▶ _Instruction A_
From the code review, list every source location (file path with line number) that is quoted after a ">" marker.
▶ _Instruction B_
Render this sentence from the code review in Spanish: "I think I’d like these better if they used an early return statement instead of nesting the remaining code."
▶ _Instruction C_
Write the next part of the code review, picking up after its final sentence.

View in context: https://bugs.webkit.org/attachment.cgi?id=183081&action=review

Seems OK, although I have a few substantive thoughts below.

Somewhere there should be a comment about how we decided to delete these when no longer needed rather than keeping them around to optimize re-using them later. It’s the performance test, but something in the code should talk about how we made the tradeoff, if possible.

> Source/WebCore/ChangeLog:10
> +        If we detect that we have only one node lists left in the data structure,

Should be “node list” instead of “node lists”.

> Source/WebCore/ChangeLog:20
> +        (Node):

Bogus line should be removed. Or fix the script so it doesn’t add these.

> Source/WebCore/ChangeLog:26
> +        (NodeListsNodeData):

Bogus line should be removed. Or fix the script so it doesn’t add these.

> Source/WebCore/dom/NodeRareData.h:74
> +        if (!removeThisIfOnlyOneListIsLeft(list->ownerNode()))
> +            m_childNodeList = 0;

I think I’d like these better if they used an early return statement instead of nesting the remaining code. The logic is “if I can do this just by self destructing, then do that and return, otherwise do it the normal way”.

▶ _Data_
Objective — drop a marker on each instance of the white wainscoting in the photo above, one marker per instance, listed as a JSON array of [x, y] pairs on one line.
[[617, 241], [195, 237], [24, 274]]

▶ _Expected answer A_
- Source/WebCore/ChangeLog:10
- Source/WebCore/ChangeLog:20
- Source/WebCore/ChangeLog:26
- Source/WebCore/dom/NodeRareData.h:74

▶ _Expected answer B_
Creo que me gustarían más si usaran una sentencia de retorno anticipado en lugar de anidar el resto del código.

▶ _Expected answer C_
> Source/WebCore/dom/NodeRareData.h:225
> +    bool removeThisIfOnlyOneListIsLeft(Node*);

This function is confusing for a few reasons. The idea of this function is that we call it just before removing a list, which is why it checks for one remaining list rather than zero. That was completely non-obvious to me and I had to read the patch over and over again to figure that out. So I think that either the function name or a comment needs to explain that.

The trickiness and danger of using this function without looking at the boolean result would be clearer if it used the word “delete” instead of “remove”. On the other hand, “delete” does make it sound like this just deletes the object rather than cleanly removing it from the node.

Maybe a better name is deleteThisIfAboutToRemoveLastList? Or maybe selfDestructIfAboutToRemoveLastList? Maybe you can come up with an even better name.

I’m also not sure the factoring is quite right. It seems awkward to call this class to remove a list, then have this class recover the node pointer so it can do work on the node’s rare data. It’s kind of a messy relationship between the node, rare data, and lists classes. I understand that this is an easy place to correctly make the change, so I see the attraction of doing it this way, but the need to recover the owner node pointer is a factoring danger sign.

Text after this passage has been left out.